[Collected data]
════

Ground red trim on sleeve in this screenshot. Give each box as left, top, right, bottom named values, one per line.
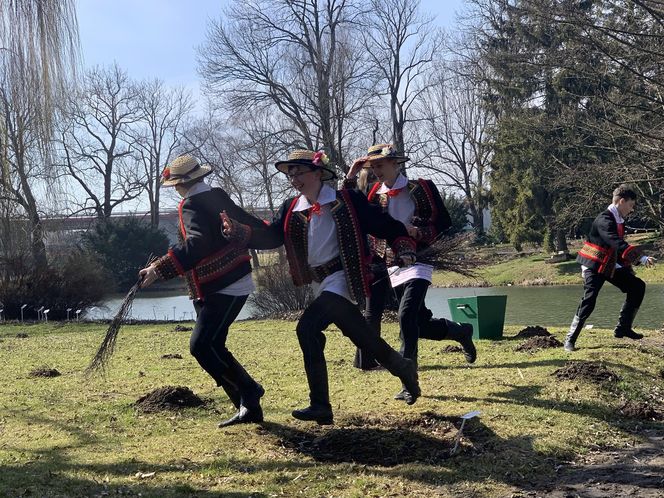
left=367, top=183, right=382, bottom=203
left=167, top=248, right=186, bottom=275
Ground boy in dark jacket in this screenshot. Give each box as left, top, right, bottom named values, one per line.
left=139, top=154, right=266, bottom=427
left=565, top=184, right=655, bottom=351
left=223, top=149, right=420, bottom=425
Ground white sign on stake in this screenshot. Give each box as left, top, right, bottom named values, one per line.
left=451, top=410, right=481, bottom=456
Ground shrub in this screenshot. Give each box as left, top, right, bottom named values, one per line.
left=248, top=264, right=313, bottom=317
left=82, top=218, right=169, bottom=292
left=0, top=250, right=108, bottom=320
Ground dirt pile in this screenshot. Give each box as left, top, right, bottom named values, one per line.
left=29, top=366, right=61, bottom=378
left=441, top=345, right=463, bottom=354
left=161, top=353, right=183, bottom=360
left=619, top=400, right=663, bottom=421
left=516, top=335, right=562, bottom=352
left=173, top=325, right=192, bottom=332
left=272, top=412, right=460, bottom=466
left=135, top=386, right=204, bottom=413
left=15, top=332, right=29, bottom=338
left=514, top=325, right=551, bottom=338
left=553, top=361, right=620, bottom=384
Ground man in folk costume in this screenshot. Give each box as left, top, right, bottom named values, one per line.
left=222, top=149, right=420, bottom=425
left=344, top=144, right=476, bottom=402
left=565, top=184, right=655, bottom=351
left=139, top=154, right=267, bottom=428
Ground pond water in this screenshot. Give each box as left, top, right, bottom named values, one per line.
left=87, top=283, right=664, bottom=329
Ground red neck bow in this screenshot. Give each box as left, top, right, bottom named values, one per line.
left=308, top=202, right=322, bottom=220
left=386, top=187, right=403, bottom=197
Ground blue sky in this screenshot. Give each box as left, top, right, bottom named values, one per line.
left=77, top=0, right=466, bottom=97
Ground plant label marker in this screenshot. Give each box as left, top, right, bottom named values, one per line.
left=451, top=410, right=481, bottom=456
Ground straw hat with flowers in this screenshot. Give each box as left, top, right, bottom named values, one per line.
left=160, top=154, right=213, bottom=187
left=275, top=150, right=337, bottom=181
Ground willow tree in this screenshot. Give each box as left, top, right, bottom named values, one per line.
left=0, top=0, right=80, bottom=267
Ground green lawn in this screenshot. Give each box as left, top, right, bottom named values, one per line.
left=0, top=320, right=662, bottom=497
left=432, top=236, right=664, bottom=287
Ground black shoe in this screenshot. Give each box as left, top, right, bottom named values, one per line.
left=394, top=388, right=415, bottom=404
left=291, top=405, right=334, bottom=425
left=614, top=329, right=644, bottom=340
left=398, top=358, right=420, bottom=405
left=445, top=321, right=477, bottom=363
left=218, top=405, right=263, bottom=428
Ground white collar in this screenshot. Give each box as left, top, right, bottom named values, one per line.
left=184, top=181, right=211, bottom=198
left=608, top=204, right=624, bottom=224
left=377, top=173, right=408, bottom=194
left=293, top=184, right=336, bottom=212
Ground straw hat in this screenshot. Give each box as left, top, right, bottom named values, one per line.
left=361, top=143, right=410, bottom=166
left=161, top=154, right=212, bottom=187
left=275, top=150, right=337, bottom=181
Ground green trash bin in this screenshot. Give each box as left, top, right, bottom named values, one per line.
left=447, top=295, right=507, bottom=340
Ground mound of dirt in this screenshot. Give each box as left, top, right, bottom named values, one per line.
left=161, top=353, right=183, bottom=360
left=619, top=400, right=663, bottom=421
left=135, top=386, right=204, bottom=413
left=515, top=335, right=562, bottom=352
left=514, top=325, right=551, bottom=338
left=29, top=366, right=61, bottom=378
left=173, top=325, right=192, bottom=332
left=15, top=332, right=29, bottom=339
left=441, top=345, right=463, bottom=354
left=272, top=412, right=460, bottom=466
left=554, top=361, right=620, bottom=384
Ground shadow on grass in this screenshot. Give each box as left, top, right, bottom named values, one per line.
left=0, top=408, right=265, bottom=497
left=257, top=415, right=577, bottom=492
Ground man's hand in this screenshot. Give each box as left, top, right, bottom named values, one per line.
left=398, top=253, right=416, bottom=267
left=406, top=225, right=420, bottom=240
left=346, top=156, right=368, bottom=179
left=138, top=265, right=159, bottom=288
left=220, top=210, right=234, bottom=238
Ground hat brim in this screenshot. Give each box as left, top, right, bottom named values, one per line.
left=275, top=159, right=337, bottom=181
left=363, top=154, right=410, bottom=166
left=161, top=164, right=213, bottom=187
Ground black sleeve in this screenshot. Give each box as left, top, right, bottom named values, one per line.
left=217, top=188, right=267, bottom=229
left=596, top=211, right=642, bottom=265
left=428, top=180, right=453, bottom=234
left=350, top=190, right=410, bottom=244
left=168, top=198, right=214, bottom=272
left=244, top=199, right=289, bottom=250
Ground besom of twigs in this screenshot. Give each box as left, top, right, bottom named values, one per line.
left=86, top=256, right=154, bottom=376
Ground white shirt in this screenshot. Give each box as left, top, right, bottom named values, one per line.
left=184, top=181, right=255, bottom=296
left=378, top=174, right=433, bottom=287
left=293, top=184, right=352, bottom=301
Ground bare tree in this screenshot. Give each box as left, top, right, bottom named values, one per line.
left=58, top=64, right=144, bottom=218
left=361, top=0, right=443, bottom=155
left=199, top=0, right=373, bottom=173
left=417, top=64, right=492, bottom=234
left=0, top=0, right=79, bottom=267
left=131, top=79, right=192, bottom=227
left=0, top=82, right=50, bottom=267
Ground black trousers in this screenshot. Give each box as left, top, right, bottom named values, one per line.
left=296, top=291, right=402, bottom=407
left=192, top=293, right=261, bottom=408
left=355, top=275, right=450, bottom=368
left=575, top=267, right=646, bottom=324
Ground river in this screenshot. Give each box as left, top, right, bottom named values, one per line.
left=86, top=283, right=664, bottom=329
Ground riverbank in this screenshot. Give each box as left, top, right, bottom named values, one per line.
left=432, top=235, right=664, bottom=287
left=1, top=320, right=662, bottom=497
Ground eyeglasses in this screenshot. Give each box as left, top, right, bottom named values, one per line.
left=285, top=170, right=313, bottom=180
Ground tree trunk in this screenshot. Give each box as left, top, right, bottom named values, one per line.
left=555, top=229, right=568, bottom=253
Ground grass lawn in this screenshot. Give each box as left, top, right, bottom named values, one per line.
left=0, top=319, right=662, bottom=497
left=432, top=235, right=664, bottom=288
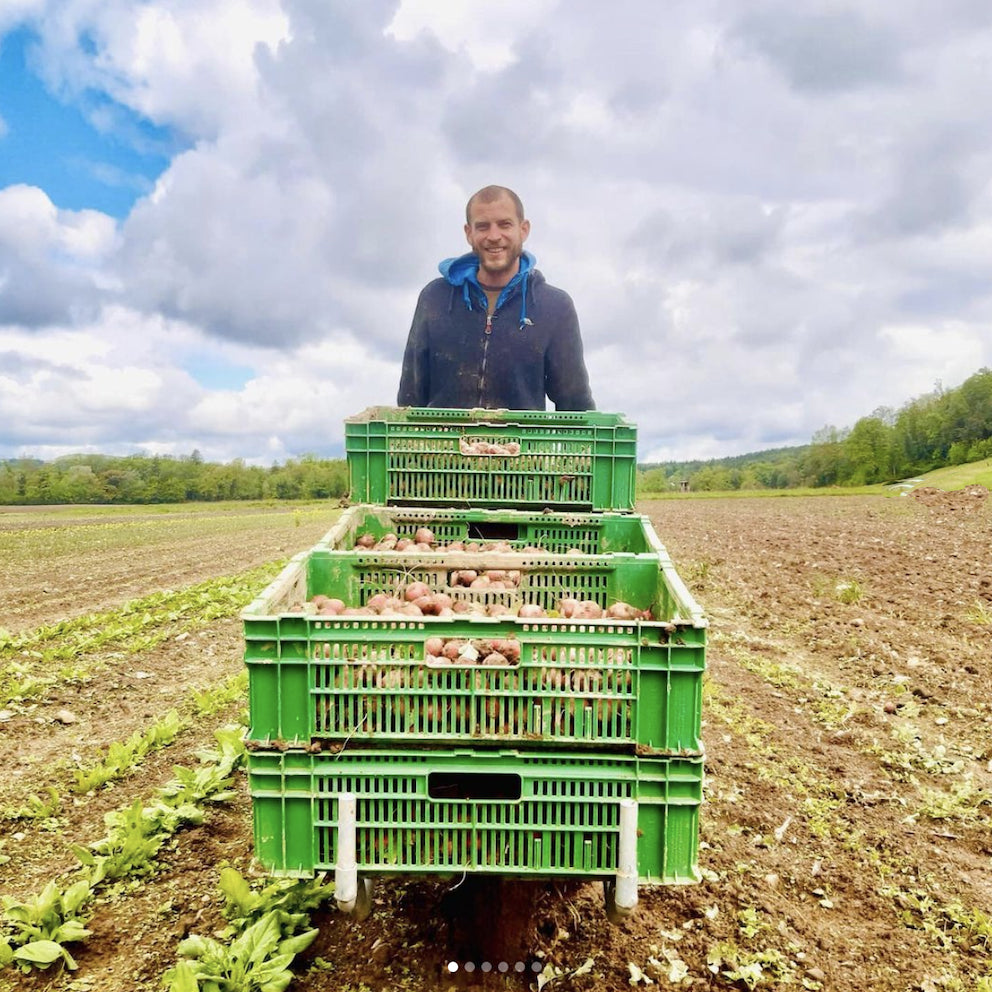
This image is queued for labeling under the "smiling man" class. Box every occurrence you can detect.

════

● Work task
Reproduce each entry exactly, without the pictures.

● Answer to this task
Ground red trim on sleeve in this screenshot. Give each box as left, top, right, bottom named values, one per line.
left=367, top=183, right=382, bottom=203
left=167, top=248, right=186, bottom=275
Ground boy in dark jacket in this screenshot. Give each box as left, top, right, bottom named values, one per line.
left=139, top=154, right=266, bottom=427
left=565, top=184, right=655, bottom=351
left=223, top=149, right=420, bottom=425
Ground white sign on stake in this screenshot. Give each box as left, top, right, bottom named values, one per line.
left=451, top=410, right=481, bottom=456
Ground shrub in this screenshot. Give each box as left, top, right, bottom named values, one per line.
left=248, top=264, right=313, bottom=317
left=82, top=218, right=169, bottom=292
left=0, top=250, right=108, bottom=320
Ground dirt pile in this screenshot. Give each box as left, top, right, bottom named values, one per line.
left=29, top=366, right=61, bottom=378
left=441, top=345, right=463, bottom=354
left=161, top=353, right=183, bottom=360
left=619, top=400, right=663, bottom=421
left=516, top=335, right=562, bottom=352
left=173, top=325, right=192, bottom=332
left=272, top=412, right=460, bottom=466
left=135, top=386, right=204, bottom=413
left=15, top=332, right=29, bottom=338
left=514, top=325, right=551, bottom=338
left=553, top=361, right=620, bottom=384
Ground man in folk costume in this screenshot. Give each box as left, top, right, bottom named values, one per line.
left=222, top=149, right=420, bottom=425
left=344, top=144, right=476, bottom=402
left=565, top=184, right=655, bottom=351
left=139, top=154, right=267, bottom=428
Ground pond water in this screenshot. Give each box as left, top, right, bottom named values, one per line.
left=87, top=283, right=664, bottom=329
Ground red neck bow in this screenshot. Give each box as left, top, right, bottom named values, one per line.
left=308, top=202, right=322, bottom=220
left=386, top=187, right=403, bottom=197
Ground blue sky in this screenshot. Give each box as left, top, right, bottom named values, one per line.
left=77, top=0, right=466, bottom=97
Ground plant label marker in this screenshot. Give each box as left, top, right, bottom named values, one per line.
left=451, top=410, right=481, bottom=456
Ground straw hat with flowers in this screenshot. Give each box as left, top, right, bottom named values, one per line.
left=160, top=154, right=213, bottom=187
left=275, top=150, right=337, bottom=181
Ground willow tree in this screenshot. Give each box as left, top, right, bottom named values, one per line.
left=0, top=0, right=80, bottom=267
Ground green lawn in this screenshot. Give each box as left, top, right, bottom named values, one per line.
left=0, top=320, right=662, bottom=497
left=432, top=236, right=664, bottom=287
Ground black shoe in this screenshot. Give each box as left, top, right, bottom named values, one per line.
left=394, top=388, right=415, bottom=404
left=291, top=405, right=334, bottom=425
left=614, top=329, right=644, bottom=340
left=398, top=358, right=420, bottom=405
left=445, top=321, right=477, bottom=363
left=218, top=405, right=263, bottom=428
Ground white collar in this screenshot. Give each box as left, top, right, bottom named values, one per line.
left=184, top=181, right=211, bottom=198
left=608, top=204, right=624, bottom=224
left=377, top=173, right=408, bottom=194
left=293, top=184, right=336, bottom=212
Ground straw hat in this screenshot. Give each box as left, top, right, bottom named values, one per line.
left=361, top=143, right=410, bottom=166
left=161, top=154, right=212, bottom=187
left=275, top=150, right=337, bottom=181
Ground green trash bin in this screenshot. Give each box as left, top, right, bottom named values, one per line.
left=447, top=295, right=507, bottom=340
Ground mound of dirt in this screenshot. Give each box as left, top, right, bottom named values, one per line.
left=161, top=353, right=183, bottom=360
left=619, top=400, right=663, bottom=421
left=135, top=386, right=204, bottom=413
left=515, top=335, right=562, bottom=352
left=514, top=325, right=551, bottom=338
left=29, top=366, right=61, bottom=378
left=173, top=325, right=192, bottom=332
left=15, top=332, right=29, bottom=339
left=441, top=345, right=463, bottom=354
left=272, top=412, right=460, bottom=466
left=554, top=361, right=620, bottom=384
Ground shadow on grass in this screenshot. Give each box as left, top, right, bottom named values, one per line.
left=0, top=408, right=265, bottom=497
left=257, top=415, right=577, bottom=492
Ground man's hand in this screenshot. Give each box as left, top, right, bottom named values, one per line.
left=398, top=253, right=416, bottom=267
left=406, top=225, right=420, bottom=240
left=346, top=156, right=368, bottom=179
left=138, top=265, right=159, bottom=288
left=220, top=210, right=234, bottom=238
Ground hat brim in this screenshot. Give each box as left, top, right, bottom named values, one per line.
left=275, top=159, right=337, bottom=181
left=363, top=154, right=410, bottom=166
left=161, top=164, right=213, bottom=187
Ground black sleeve in this screenshot. Give each box as left, top, right, bottom named values, one per line.
left=217, top=188, right=267, bottom=229
left=596, top=211, right=642, bottom=265
left=428, top=180, right=453, bottom=234
left=350, top=190, right=410, bottom=244
left=168, top=198, right=214, bottom=272
left=244, top=199, right=289, bottom=250
Ground besom of twigs in this screenshot. Give each box as left, top, right, bottom named values, one per line.
left=86, top=256, right=154, bottom=376
Ground white shirt in this screenshot. Give each box as left, top, right, bottom named values, one per line.
left=184, top=181, right=255, bottom=296
left=378, top=174, right=433, bottom=287
left=293, top=184, right=352, bottom=301
Ground bare tree in this screenshot. Give each box as left, top, right, bottom named values, one per line.
left=58, top=64, right=144, bottom=218
left=361, top=0, right=443, bottom=155
left=199, top=0, right=373, bottom=173
left=417, top=64, right=492, bottom=234
left=0, top=0, right=79, bottom=267
left=131, top=79, right=192, bottom=227
left=0, top=82, right=50, bottom=267
Ground black trousers in this screenshot. Give each box as left, top, right, bottom named values, one per line.
left=296, top=291, right=402, bottom=407
left=192, top=293, right=261, bottom=408
left=355, top=275, right=450, bottom=368
left=575, top=267, right=646, bottom=324
Ground river in this screenshot. Give each box as left, top, right, bottom named values, one per line.
left=86, top=283, right=664, bottom=329
Ground riverbank in this screenshot. Give each box as left, top, right, bottom named values, one per line.
left=432, top=235, right=664, bottom=287
left=1, top=320, right=662, bottom=497
Ground eyeglasses in this screenshot. Give each box as left, top, right, bottom named values, one per line.
left=285, top=170, right=313, bottom=180
Ground tree trunk in this screenshot. Give each box as left, top, right, bottom named values, one per line.
left=555, top=229, right=568, bottom=253
Ground grass lawn in this screenshot. Give each box as left, top, right, bottom named values, one per line.
left=0, top=319, right=662, bottom=497
left=432, top=235, right=664, bottom=288
This image is queued for labeling under the "smiling man" class. Box every occurrence you can detect.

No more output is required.